__Dataset entries__.
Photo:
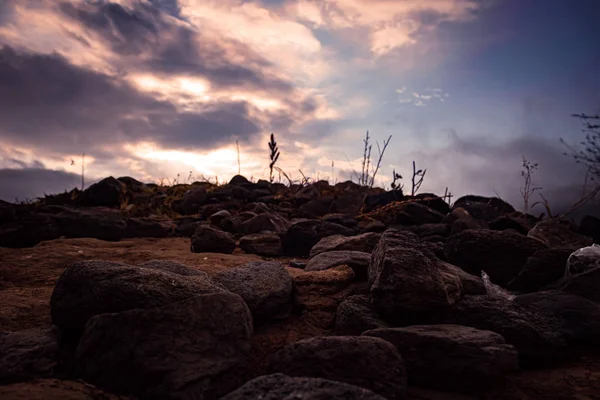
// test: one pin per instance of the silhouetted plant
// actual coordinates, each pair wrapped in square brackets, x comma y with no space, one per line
[528,189]
[273,156]
[590,154]
[395,178]
[417,179]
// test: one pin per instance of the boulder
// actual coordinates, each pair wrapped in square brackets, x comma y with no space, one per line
[192,200]
[451,357]
[532,334]
[405,281]
[98,223]
[195,349]
[219,216]
[29,231]
[365,243]
[557,234]
[484,208]
[356,315]
[541,269]
[265,222]
[335,358]
[27,354]
[586,285]
[263,244]
[590,226]
[145,227]
[89,288]
[303,235]
[279,387]
[357,260]
[56,389]
[109,192]
[575,319]
[207,239]
[265,286]
[500,254]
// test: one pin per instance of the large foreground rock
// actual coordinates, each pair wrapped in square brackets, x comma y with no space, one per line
[543,268]
[371,363]
[281,387]
[56,389]
[357,260]
[365,243]
[263,244]
[194,349]
[265,286]
[533,334]
[559,234]
[404,281]
[94,287]
[27,354]
[451,357]
[207,239]
[302,236]
[356,315]
[501,254]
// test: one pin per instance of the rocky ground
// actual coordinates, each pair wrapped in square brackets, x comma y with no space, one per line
[252,290]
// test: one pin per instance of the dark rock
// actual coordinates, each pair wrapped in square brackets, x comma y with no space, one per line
[356,315]
[186,226]
[109,192]
[374,201]
[341,219]
[56,389]
[195,349]
[174,267]
[541,269]
[90,288]
[500,254]
[145,227]
[426,230]
[265,286]
[265,222]
[451,357]
[210,240]
[279,387]
[464,224]
[335,358]
[97,223]
[219,216]
[531,333]
[590,226]
[586,285]
[192,200]
[263,244]
[520,225]
[239,180]
[365,243]
[574,318]
[28,354]
[357,260]
[405,281]
[29,231]
[556,234]
[302,236]
[484,208]
[414,213]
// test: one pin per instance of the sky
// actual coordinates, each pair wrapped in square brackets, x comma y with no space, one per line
[157,89]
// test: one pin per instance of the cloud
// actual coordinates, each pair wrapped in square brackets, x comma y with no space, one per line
[30,183]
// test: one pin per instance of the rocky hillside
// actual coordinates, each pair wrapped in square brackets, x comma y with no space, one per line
[258,290]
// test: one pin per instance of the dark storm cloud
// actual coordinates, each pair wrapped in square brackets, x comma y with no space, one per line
[47,102]
[164,46]
[30,183]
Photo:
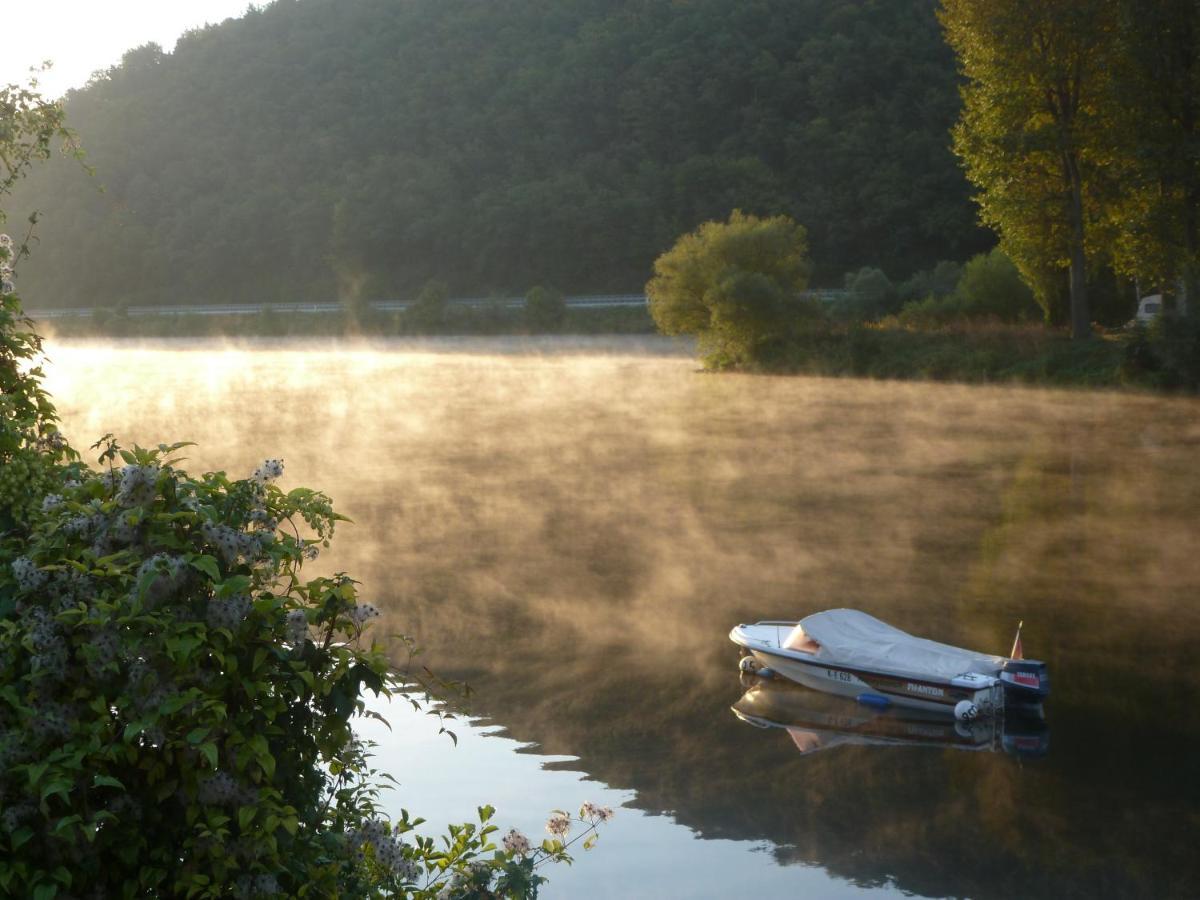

__EXERCISE OBJECTIVE__.
Give every line of the records above again, exactly, and omit the pictures.

__RESPONSE__.
Photo:
// test: one pin per instance of the silhouetted plant
// actual coordinates, each pair wrapped in square brackets, x comma y with no space, one per line
[528,189]
[273,156]
[590,154]
[395,178]
[417,179]
// test: one pin per instance of the boulder
// actual coordinates, each pair wrapped in square brackets, x comma y with no space, one per line
[192,200]
[451,357]
[532,334]
[405,281]
[98,223]
[195,349]
[219,216]
[29,231]
[365,243]
[557,234]
[484,208]
[356,315]
[541,269]
[265,222]
[335,358]
[27,354]
[586,285]
[263,244]
[590,226]
[145,227]
[89,288]
[303,235]
[279,387]
[357,260]
[56,389]
[109,192]
[575,319]
[207,239]
[265,286]
[500,254]
// test: one pin per instance of the large foreground rock
// actual coordinates, each pair wrapped in square brackets, x comma y with no space, one per line
[543,268]
[371,363]
[281,387]
[56,389]
[357,260]
[365,243]
[263,244]
[194,349]
[265,286]
[533,334]
[559,234]
[404,281]
[94,287]
[27,354]
[451,357]
[207,239]
[302,236]
[356,315]
[501,254]
// test: one pin per instance of the rocky ground
// actual coordinates, each pair wrapped in square brackets, x comma y with no space, one per line
[252,290]
// test: one pin per instance of the dark rock
// actual coordinates, each pair wrapped in square brackets, x comma y with no space, one per line
[356,315]
[186,226]
[109,192]
[374,201]
[341,219]
[56,389]
[195,349]
[174,267]
[541,269]
[90,288]
[500,254]
[145,227]
[426,230]
[265,286]
[265,222]
[451,357]
[210,240]
[279,387]
[464,224]
[335,358]
[97,223]
[219,216]
[531,333]
[590,226]
[586,285]
[192,200]
[263,244]
[520,225]
[239,180]
[365,243]
[574,318]
[28,354]
[357,260]
[405,281]
[29,231]
[556,234]
[302,236]
[484,208]
[414,213]
// test: one pin per instance of the sky
// actual coordinates, each pair wrapped in square brackets, x comma y with no space, one per line
[157,89]
// test: one pin per instance of the cloud
// actual coordinates, each pair wrapped in square brackets, x comma y with no space, one per line
[30,183]
// test: one pin per instance of the rocky hillside
// actual coordinates, each pair wrapped in square brackets, x comma y with no space, one per line
[258,290]
// test: one pin per instance of the dark storm cloud
// actual coordinates, each pair wrapped in square brackets, x comma y with no space, one per line
[47,102]
[164,46]
[30,183]
Photo:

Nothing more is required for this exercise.